→ Document section:
*****
Randy at Mirror Lake

Pam at Mirror Lake

A bug and a flower. I can't resist!
 I love flowers, even if I don't always know what they are! These were spectacular, albeit tiny, tiny blossoms. 100 years to grow just a few inches! Life at a high elevation. Over 10,000 feet in the case of these flowers!

More of Mirror Lake

We tried to go further, but even with a Jeep, we couldn't.
I truly enjoyed the scenery from Branson to Lincoln. The transformation from rolling hills to flat, breadbasket scenery was entrancing. But going from the flat, breadbasket scenery to the mountains where there is still snow was so much more interesting. I think I am a mountain gal at heart. I loved seeing miles and miles of corn (“knee high by the 4th of July”) but even more I enjoyed driving to Centennial from Laramie (look up Centennial  on maps.google.com) and seeing the wild horses feeding on the miles and miles and miles of native grasses. And the pronghorns. And the mountains with the overhanging cornices of snow (even on June 26, 2013). Plus the roads that are still (on June 26, 2013) blocked by snow. And the temperatures that range from 74°F to 67°F. Ah, bliss!
*****
[Stored data entries]
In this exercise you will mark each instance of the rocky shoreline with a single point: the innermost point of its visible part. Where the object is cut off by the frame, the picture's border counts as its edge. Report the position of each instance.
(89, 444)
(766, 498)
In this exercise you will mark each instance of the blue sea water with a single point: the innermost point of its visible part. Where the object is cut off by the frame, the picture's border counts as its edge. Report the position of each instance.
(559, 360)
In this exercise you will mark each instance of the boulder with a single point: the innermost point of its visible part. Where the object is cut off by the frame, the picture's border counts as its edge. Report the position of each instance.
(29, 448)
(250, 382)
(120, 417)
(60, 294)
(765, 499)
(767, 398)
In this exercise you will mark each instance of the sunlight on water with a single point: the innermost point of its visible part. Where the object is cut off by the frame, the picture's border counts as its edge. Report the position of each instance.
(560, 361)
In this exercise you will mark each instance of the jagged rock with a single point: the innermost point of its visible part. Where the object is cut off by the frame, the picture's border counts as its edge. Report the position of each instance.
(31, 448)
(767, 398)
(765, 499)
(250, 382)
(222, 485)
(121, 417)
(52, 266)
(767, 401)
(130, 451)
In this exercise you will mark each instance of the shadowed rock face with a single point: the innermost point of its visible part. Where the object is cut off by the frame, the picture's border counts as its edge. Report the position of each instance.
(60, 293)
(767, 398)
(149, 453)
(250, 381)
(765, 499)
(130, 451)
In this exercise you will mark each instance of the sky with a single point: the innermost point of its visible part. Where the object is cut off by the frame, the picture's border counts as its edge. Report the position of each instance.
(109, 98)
*****
→ What to work on: Carry on the travel post about Mirror Lake and the drive from Branson, picking up right after its final line.

→ Your response:
Had a beer at the Beartree Tavern and met a woman from Encampment, a REALLY small town well past Centennial; my son-in-law’s grandfather was born there. What beautiful country! If it didn’t snow so much and have so many Republicans, I might enjoy living there!

Wednesday, June 26, 2013

1 armadillo, 2armadillo, 3 armadillo. . .



We have left Branson, the town at the confluence of the Bible Belt, the KKK, and the NRA! We saw a “ladies dress shop” with a “concealed-carry purse” displayed in the window in old Branson. Yes, there is an Old Branson and a New Branson. The difference seems to be that in new Branson there are shows, shows, shows and in old Branson there are shops, shops, shops.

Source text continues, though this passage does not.